### Data for analysis
·····
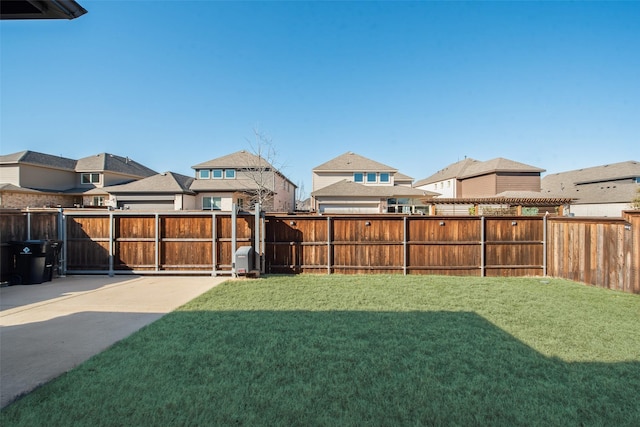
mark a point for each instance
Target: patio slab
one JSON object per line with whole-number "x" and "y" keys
{"x": 48, "y": 329}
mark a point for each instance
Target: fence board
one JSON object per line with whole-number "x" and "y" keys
{"x": 603, "y": 252}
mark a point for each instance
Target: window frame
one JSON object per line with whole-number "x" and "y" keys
{"x": 213, "y": 206}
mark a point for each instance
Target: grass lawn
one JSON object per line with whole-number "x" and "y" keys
{"x": 365, "y": 350}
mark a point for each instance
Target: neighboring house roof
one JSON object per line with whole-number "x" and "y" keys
{"x": 239, "y": 159}
{"x": 240, "y": 183}
{"x": 612, "y": 183}
{"x": 38, "y": 159}
{"x": 469, "y": 168}
{"x": 168, "y": 182}
{"x": 41, "y": 9}
{"x": 353, "y": 162}
{"x": 16, "y": 189}
{"x": 105, "y": 162}
{"x": 454, "y": 170}
{"x": 351, "y": 189}
{"x": 497, "y": 165}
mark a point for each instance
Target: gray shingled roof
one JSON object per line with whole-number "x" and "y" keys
{"x": 612, "y": 183}
{"x": 15, "y": 188}
{"x": 239, "y": 159}
{"x": 347, "y": 188}
{"x": 168, "y": 182}
{"x": 39, "y": 159}
{"x": 497, "y": 165}
{"x": 238, "y": 184}
{"x": 350, "y": 161}
{"x": 469, "y": 168}
{"x": 106, "y": 162}
{"x": 454, "y": 170}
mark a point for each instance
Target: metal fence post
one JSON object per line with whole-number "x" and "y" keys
{"x": 544, "y": 245}
{"x": 328, "y": 245}
{"x": 404, "y": 246}
{"x": 483, "y": 246}
{"x": 157, "y": 242}
{"x": 111, "y": 244}
{"x": 234, "y": 239}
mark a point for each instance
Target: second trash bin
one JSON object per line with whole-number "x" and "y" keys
{"x": 31, "y": 264}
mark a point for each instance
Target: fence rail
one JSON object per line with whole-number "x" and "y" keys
{"x": 599, "y": 251}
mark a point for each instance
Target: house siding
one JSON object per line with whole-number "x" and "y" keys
{"x": 517, "y": 182}
{"x": 16, "y": 200}
{"x": 324, "y": 179}
{"x": 479, "y": 186}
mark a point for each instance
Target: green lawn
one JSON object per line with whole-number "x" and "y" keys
{"x": 365, "y": 350}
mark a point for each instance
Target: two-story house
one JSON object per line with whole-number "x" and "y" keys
{"x": 32, "y": 179}
{"x": 351, "y": 183}
{"x": 604, "y": 190}
{"x": 471, "y": 178}
{"x": 244, "y": 179}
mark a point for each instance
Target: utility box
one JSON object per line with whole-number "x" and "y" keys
{"x": 244, "y": 260}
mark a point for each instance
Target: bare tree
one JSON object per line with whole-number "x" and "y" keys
{"x": 261, "y": 170}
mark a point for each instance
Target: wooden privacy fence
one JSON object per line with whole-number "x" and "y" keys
{"x": 471, "y": 246}
{"x": 196, "y": 243}
{"x": 600, "y": 251}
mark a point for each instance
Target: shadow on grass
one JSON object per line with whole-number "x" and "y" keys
{"x": 331, "y": 368}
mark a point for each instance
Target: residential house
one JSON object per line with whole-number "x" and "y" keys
{"x": 604, "y": 190}
{"x": 471, "y": 178}
{"x": 32, "y": 179}
{"x": 164, "y": 191}
{"x": 242, "y": 178}
{"x": 351, "y": 183}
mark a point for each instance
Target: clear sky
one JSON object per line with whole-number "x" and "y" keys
{"x": 414, "y": 85}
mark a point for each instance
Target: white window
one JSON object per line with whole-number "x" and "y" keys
{"x": 211, "y": 203}
{"x": 90, "y": 178}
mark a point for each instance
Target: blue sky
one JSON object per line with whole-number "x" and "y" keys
{"x": 414, "y": 85}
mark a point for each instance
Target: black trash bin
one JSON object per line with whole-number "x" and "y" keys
{"x": 30, "y": 262}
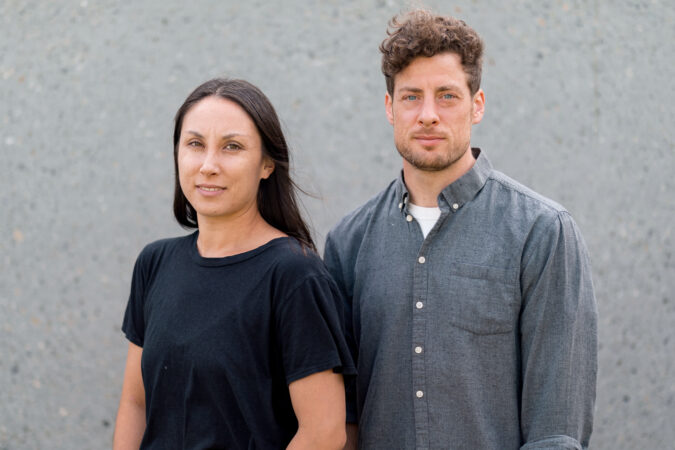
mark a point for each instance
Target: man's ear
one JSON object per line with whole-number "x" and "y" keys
{"x": 478, "y": 107}
{"x": 389, "y": 107}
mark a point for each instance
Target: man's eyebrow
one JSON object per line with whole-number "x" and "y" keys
{"x": 411, "y": 89}
{"x": 449, "y": 87}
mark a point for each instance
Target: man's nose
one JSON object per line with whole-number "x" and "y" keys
{"x": 428, "y": 114}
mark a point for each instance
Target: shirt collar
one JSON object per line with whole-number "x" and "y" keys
{"x": 458, "y": 192}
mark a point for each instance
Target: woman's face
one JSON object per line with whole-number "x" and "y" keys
{"x": 220, "y": 160}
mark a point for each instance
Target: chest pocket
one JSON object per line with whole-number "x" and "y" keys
{"x": 479, "y": 299}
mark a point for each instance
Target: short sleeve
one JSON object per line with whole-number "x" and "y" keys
{"x": 310, "y": 330}
{"x": 133, "y": 324}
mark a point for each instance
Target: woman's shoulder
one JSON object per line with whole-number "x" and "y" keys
{"x": 295, "y": 260}
{"x": 161, "y": 248}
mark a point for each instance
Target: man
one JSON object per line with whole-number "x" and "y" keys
{"x": 469, "y": 299}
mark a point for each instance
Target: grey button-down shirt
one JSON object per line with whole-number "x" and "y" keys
{"x": 481, "y": 336}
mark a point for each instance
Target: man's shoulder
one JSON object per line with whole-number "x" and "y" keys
{"x": 526, "y": 196}
{"x": 356, "y": 222}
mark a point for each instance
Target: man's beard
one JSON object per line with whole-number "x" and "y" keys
{"x": 436, "y": 164}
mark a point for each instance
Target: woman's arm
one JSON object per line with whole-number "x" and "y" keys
{"x": 130, "y": 423}
{"x": 319, "y": 404}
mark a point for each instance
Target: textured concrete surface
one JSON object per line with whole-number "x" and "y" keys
{"x": 579, "y": 107}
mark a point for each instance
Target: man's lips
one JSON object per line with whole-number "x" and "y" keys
{"x": 428, "y": 139}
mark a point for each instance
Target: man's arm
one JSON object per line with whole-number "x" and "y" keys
{"x": 319, "y": 404}
{"x": 558, "y": 338}
{"x": 338, "y": 270}
{"x": 130, "y": 423}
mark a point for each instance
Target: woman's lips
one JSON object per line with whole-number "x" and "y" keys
{"x": 210, "y": 190}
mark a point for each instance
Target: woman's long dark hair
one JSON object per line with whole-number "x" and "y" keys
{"x": 277, "y": 200}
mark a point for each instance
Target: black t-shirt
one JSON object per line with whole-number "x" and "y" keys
{"x": 223, "y": 337}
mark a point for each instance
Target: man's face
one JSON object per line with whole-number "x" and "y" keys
{"x": 432, "y": 111}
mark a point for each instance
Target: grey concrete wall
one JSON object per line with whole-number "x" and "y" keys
{"x": 579, "y": 107}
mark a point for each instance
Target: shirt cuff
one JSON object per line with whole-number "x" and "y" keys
{"x": 559, "y": 442}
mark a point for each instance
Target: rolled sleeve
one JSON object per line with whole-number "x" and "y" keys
{"x": 558, "y": 337}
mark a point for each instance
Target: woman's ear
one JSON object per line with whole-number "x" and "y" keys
{"x": 267, "y": 168}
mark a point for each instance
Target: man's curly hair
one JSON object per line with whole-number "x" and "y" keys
{"x": 422, "y": 33}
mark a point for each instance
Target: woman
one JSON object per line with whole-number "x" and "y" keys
{"x": 235, "y": 339}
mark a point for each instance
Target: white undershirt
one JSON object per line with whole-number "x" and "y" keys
{"x": 426, "y": 217}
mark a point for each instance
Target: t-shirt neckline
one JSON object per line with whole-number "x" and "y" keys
{"x": 232, "y": 259}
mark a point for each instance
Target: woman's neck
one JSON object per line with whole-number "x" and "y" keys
{"x": 227, "y": 236}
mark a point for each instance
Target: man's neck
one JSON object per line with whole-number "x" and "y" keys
{"x": 425, "y": 186}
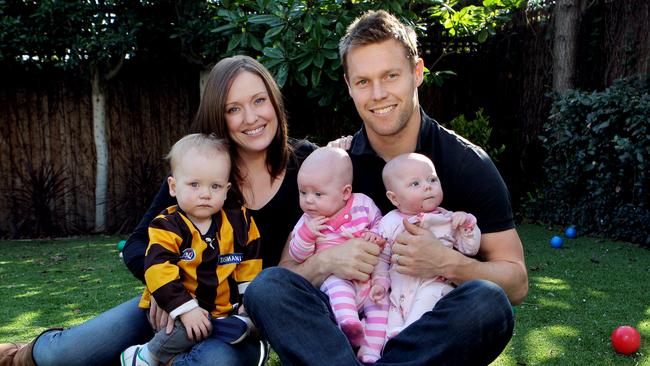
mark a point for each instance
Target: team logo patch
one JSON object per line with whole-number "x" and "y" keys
{"x": 188, "y": 254}
{"x": 233, "y": 258}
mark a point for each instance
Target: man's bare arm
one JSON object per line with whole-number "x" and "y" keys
{"x": 501, "y": 253}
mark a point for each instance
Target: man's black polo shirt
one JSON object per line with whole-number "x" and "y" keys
{"x": 470, "y": 181}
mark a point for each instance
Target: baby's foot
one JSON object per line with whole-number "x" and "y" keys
{"x": 353, "y": 329}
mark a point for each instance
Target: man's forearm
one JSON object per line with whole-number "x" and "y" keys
{"x": 312, "y": 269}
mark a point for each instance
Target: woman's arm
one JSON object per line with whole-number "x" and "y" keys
{"x": 136, "y": 244}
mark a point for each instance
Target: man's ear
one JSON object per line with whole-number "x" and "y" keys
{"x": 172, "y": 186}
{"x": 347, "y": 82}
{"x": 347, "y": 192}
{"x": 419, "y": 71}
{"x": 392, "y": 198}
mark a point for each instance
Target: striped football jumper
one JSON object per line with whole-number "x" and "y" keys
{"x": 214, "y": 269}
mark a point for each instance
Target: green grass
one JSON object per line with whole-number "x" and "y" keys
{"x": 578, "y": 294}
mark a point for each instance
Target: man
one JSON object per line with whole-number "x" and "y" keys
{"x": 474, "y": 322}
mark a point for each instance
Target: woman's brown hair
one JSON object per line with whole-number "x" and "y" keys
{"x": 211, "y": 116}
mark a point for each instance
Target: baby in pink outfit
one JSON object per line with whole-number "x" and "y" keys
{"x": 332, "y": 215}
{"x": 413, "y": 187}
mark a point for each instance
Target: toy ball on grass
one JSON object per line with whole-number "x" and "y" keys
{"x": 571, "y": 232}
{"x": 556, "y": 242}
{"x": 120, "y": 245}
{"x": 626, "y": 339}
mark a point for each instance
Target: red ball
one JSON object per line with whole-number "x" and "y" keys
{"x": 626, "y": 339}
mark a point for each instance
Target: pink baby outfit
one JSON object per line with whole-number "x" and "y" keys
{"x": 347, "y": 298}
{"x": 411, "y": 297}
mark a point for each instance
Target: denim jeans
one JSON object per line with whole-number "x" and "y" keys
{"x": 469, "y": 326}
{"x": 100, "y": 340}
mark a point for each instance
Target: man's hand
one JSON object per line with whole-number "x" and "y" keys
{"x": 197, "y": 324}
{"x": 418, "y": 253}
{"x": 316, "y": 224}
{"x": 377, "y": 292}
{"x": 374, "y": 238}
{"x": 352, "y": 260}
{"x": 159, "y": 318}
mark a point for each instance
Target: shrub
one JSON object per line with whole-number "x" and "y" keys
{"x": 33, "y": 202}
{"x": 598, "y": 162}
{"x": 478, "y": 131}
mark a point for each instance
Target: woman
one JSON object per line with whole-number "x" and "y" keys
{"x": 242, "y": 103}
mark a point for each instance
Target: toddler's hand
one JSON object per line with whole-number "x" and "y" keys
{"x": 462, "y": 219}
{"x": 197, "y": 324}
{"x": 377, "y": 292}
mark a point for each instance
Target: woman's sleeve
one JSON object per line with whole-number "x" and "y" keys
{"x": 136, "y": 244}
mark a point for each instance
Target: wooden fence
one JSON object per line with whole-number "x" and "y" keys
{"x": 46, "y": 121}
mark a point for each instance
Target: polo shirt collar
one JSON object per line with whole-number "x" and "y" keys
{"x": 362, "y": 145}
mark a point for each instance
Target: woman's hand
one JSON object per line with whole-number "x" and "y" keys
{"x": 159, "y": 318}
{"x": 419, "y": 253}
{"x": 343, "y": 142}
{"x": 197, "y": 324}
{"x": 352, "y": 260}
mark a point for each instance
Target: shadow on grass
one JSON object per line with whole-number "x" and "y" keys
{"x": 578, "y": 294}
{"x": 59, "y": 283}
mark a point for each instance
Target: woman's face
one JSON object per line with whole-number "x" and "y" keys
{"x": 250, "y": 116}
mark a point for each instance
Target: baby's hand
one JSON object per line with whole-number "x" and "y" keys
{"x": 197, "y": 324}
{"x": 462, "y": 219}
{"x": 316, "y": 224}
{"x": 377, "y": 292}
{"x": 374, "y": 238}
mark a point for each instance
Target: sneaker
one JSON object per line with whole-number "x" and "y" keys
{"x": 132, "y": 357}
{"x": 231, "y": 329}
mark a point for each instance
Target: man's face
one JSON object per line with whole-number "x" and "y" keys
{"x": 383, "y": 84}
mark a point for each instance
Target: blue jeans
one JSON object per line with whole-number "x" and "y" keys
{"x": 100, "y": 340}
{"x": 469, "y": 326}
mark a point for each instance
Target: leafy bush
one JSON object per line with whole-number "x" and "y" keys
{"x": 598, "y": 162}
{"x": 33, "y": 202}
{"x": 298, "y": 40}
{"x": 478, "y": 131}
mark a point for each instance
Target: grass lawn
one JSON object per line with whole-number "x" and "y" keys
{"x": 578, "y": 294}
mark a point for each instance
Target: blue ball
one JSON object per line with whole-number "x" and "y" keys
{"x": 571, "y": 232}
{"x": 556, "y": 242}
{"x": 120, "y": 245}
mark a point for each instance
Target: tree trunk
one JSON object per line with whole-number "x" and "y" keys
{"x": 566, "y": 16}
{"x": 101, "y": 149}
{"x": 203, "y": 80}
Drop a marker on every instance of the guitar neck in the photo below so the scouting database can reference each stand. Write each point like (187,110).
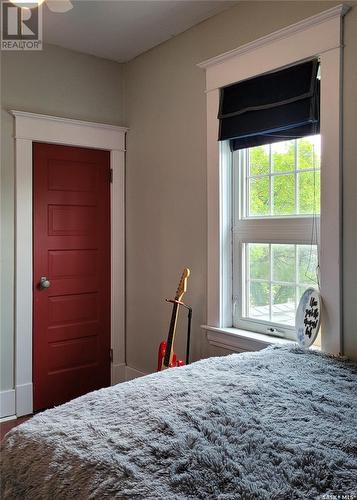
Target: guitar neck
(171,335)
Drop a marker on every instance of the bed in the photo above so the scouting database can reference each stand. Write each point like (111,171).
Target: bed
(276,424)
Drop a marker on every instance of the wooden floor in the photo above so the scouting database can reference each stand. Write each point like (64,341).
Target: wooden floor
(9,424)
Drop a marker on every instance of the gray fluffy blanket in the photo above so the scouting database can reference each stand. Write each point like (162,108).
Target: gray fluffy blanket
(275,424)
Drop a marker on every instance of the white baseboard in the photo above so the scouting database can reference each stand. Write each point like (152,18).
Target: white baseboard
(24,399)
(118,373)
(131,373)
(7,403)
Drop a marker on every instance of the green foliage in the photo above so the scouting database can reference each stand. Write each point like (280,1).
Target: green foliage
(283,269)
(284,157)
(276,164)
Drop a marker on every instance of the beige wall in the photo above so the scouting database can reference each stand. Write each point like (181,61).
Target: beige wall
(166,170)
(166,163)
(58,82)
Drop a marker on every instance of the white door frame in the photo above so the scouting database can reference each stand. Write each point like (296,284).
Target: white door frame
(29,128)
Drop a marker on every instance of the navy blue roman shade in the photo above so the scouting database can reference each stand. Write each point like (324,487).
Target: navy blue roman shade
(273,107)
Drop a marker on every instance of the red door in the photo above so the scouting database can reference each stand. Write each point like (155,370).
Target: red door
(71,342)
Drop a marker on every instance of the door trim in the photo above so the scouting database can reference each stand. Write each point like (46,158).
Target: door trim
(29,128)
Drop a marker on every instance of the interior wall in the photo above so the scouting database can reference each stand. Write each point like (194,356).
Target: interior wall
(57,82)
(166,171)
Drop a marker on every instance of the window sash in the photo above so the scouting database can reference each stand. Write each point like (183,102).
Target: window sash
(290,229)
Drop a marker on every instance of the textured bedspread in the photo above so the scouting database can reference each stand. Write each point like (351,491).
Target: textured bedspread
(278,424)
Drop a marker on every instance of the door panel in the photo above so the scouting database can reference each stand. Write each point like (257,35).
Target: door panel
(71,343)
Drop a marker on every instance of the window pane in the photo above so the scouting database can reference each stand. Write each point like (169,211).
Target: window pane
·····
### Task objective
Copy every line of the listing where the word "black" appears.

### Finished exercise
Target: black trash bin
Target: black t-shirt
Target: man's black polo shirt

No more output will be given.